### Short problem
Extract all the data below, reproducing every line without any change but leaving out the pictures.

### Input for this task
[Begin]

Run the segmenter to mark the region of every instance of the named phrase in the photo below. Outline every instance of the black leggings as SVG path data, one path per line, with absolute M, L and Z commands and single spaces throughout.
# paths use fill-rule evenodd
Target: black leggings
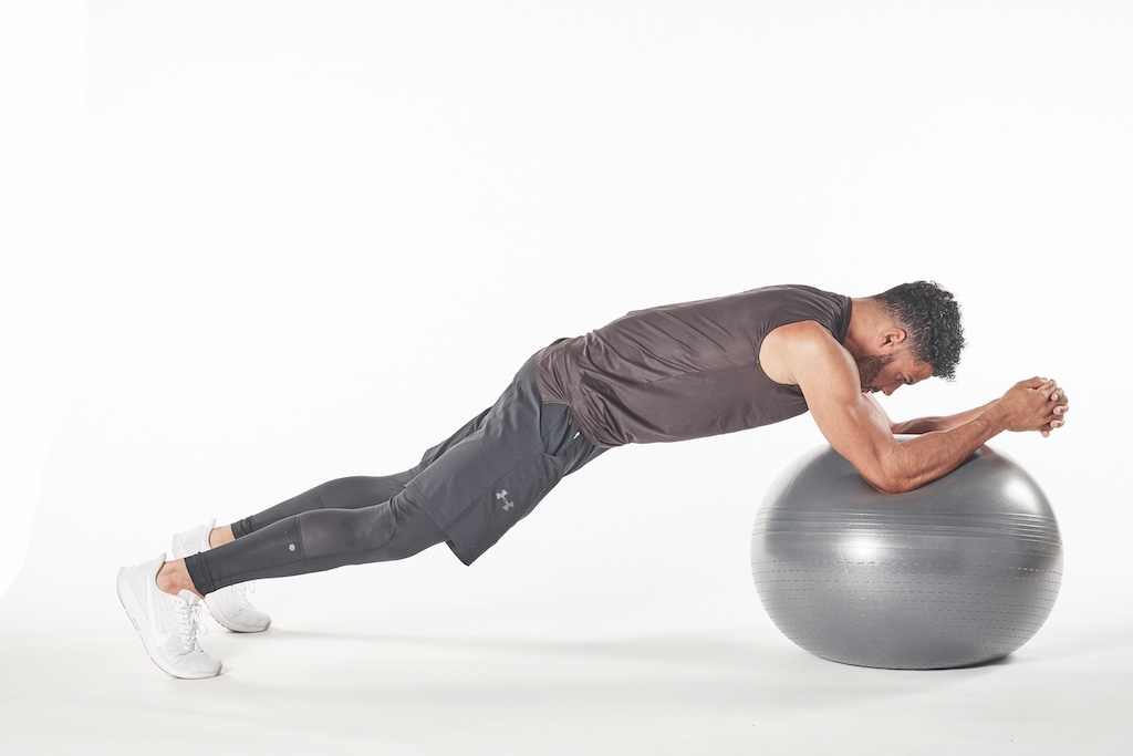
M 196 589 L 208 594 L 247 580 L 412 557 L 446 536 L 398 495 L 410 479 L 406 472 L 330 481 L 233 523 L 236 542 L 188 557 L 185 567 Z

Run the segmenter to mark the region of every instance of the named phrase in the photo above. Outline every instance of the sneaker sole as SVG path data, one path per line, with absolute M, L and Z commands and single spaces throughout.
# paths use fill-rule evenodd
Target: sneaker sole
M 134 626 L 134 629 L 137 631 L 138 637 L 142 638 L 142 645 L 145 647 L 145 653 L 147 656 L 150 656 L 150 661 L 156 664 L 157 669 L 160 669 L 165 674 L 169 674 L 171 677 L 181 680 L 205 680 L 207 678 L 216 677 L 218 674 L 220 674 L 220 670 L 218 670 L 215 673 L 211 673 L 211 672 L 191 672 L 188 670 L 178 669 L 176 666 L 172 666 L 171 664 L 168 664 L 161 657 L 161 655 L 155 652 L 153 637 L 151 637 L 148 632 L 142 629 L 146 623 L 144 621 L 143 622 L 138 621 L 138 618 L 145 618 L 145 611 L 143 610 L 142 604 L 138 602 L 138 600 L 134 596 L 134 592 L 130 589 L 129 570 L 130 568 L 128 567 L 123 567 L 120 570 L 118 570 L 118 580 L 117 580 L 118 601 L 121 602 L 122 609 L 126 610 L 126 615 L 130 618 L 130 625 Z
M 232 632 L 263 632 L 264 630 L 266 630 L 272 626 L 271 620 L 267 620 L 267 625 L 265 625 L 264 627 L 255 627 L 252 625 L 240 625 L 238 622 L 233 622 L 227 617 L 224 617 L 224 614 L 213 609 L 212 604 L 208 603 L 208 598 L 211 596 L 212 594 L 205 596 L 205 609 L 208 610 L 210 617 L 216 620 L 216 625 L 221 626 L 222 628 L 231 630 Z

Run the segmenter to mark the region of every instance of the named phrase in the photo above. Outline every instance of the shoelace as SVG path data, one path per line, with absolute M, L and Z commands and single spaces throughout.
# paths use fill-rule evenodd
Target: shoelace
M 181 638 L 181 645 L 189 649 L 198 647 L 197 632 L 208 635 L 208 628 L 201 622 L 201 602 L 190 604 L 178 597 L 174 615 L 177 617 L 177 634 Z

[End]

### Output for this exercise
Run the segmenter to mark the region of every instance of the named phrase in the photo below. Outline every instance of the black leggings as SVG path data, one path per line, with absolute M, L and Z commands and single spaces throughout.
# paths use fill-rule evenodd
Target: black leggings
M 196 589 L 208 594 L 247 580 L 412 557 L 446 536 L 398 495 L 410 479 L 406 472 L 330 481 L 233 523 L 236 542 L 188 557 L 185 567 Z

Run the segmenter to mark the region of every instance of the named phrase in the photo above. Outline every instance of the sneaker sole as SVG path data, one path per line, with absolute M, L and Z commands and single spaces throughout.
# paths use fill-rule evenodd
Target: sneaker sole
M 134 626 L 134 629 L 137 631 L 138 637 L 142 638 L 142 645 L 145 647 L 145 653 L 147 656 L 150 656 L 150 661 L 156 664 L 157 669 L 160 669 L 165 674 L 169 674 L 171 677 L 181 680 L 205 680 L 207 678 L 216 677 L 218 674 L 220 674 L 220 670 L 218 670 L 215 673 L 211 673 L 211 672 L 191 672 L 188 670 L 178 669 L 176 666 L 172 666 L 171 664 L 168 664 L 161 657 L 161 655 L 155 652 L 153 637 L 151 637 L 148 632 L 142 629 L 146 623 L 144 621 L 143 622 L 138 621 L 138 618 L 145 618 L 145 611 L 143 610 L 142 604 L 138 602 L 138 600 L 134 596 L 134 592 L 130 589 L 129 570 L 130 568 L 128 567 L 123 567 L 120 570 L 118 570 L 118 580 L 117 580 L 118 601 L 121 602 L 122 609 L 126 610 L 126 615 L 130 618 L 130 625 Z
M 232 632 L 263 632 L 264 630 L 266 630 L 272 626 L 271 620 L 267 620 L 267 625 L 265 625 L 264 627 L 255 627 L 252 625 L 240 625 L 238 622 L 233 622 L 227 617 L 224 617 L 224 614 L 213 609 L 212 604 L 208 603 L 208 598 L 211 596 L 212 594 L 205 596 L 205 609 L 208 610 L 210 617 L 216 620 L 216 625 L 221 626 L 222 628 L 231 630 Z

Run the segmenter to mark the region of every instance of the named phrase in the photo above. Outline every instance of the shoelace as SVG path data, one path per line, with absolute M, L and Z commands and single spaces throughout.
# paths use fill-rule evenodd
Target: shoelace
M 181 638 L 181 645 L 189 649 L 198 647 L 197 632 L 208 635 L 208 628 L 201 622 L 201 602 L 190 604 L 178 597 L 174 615 L 177 617 L 177 634 Z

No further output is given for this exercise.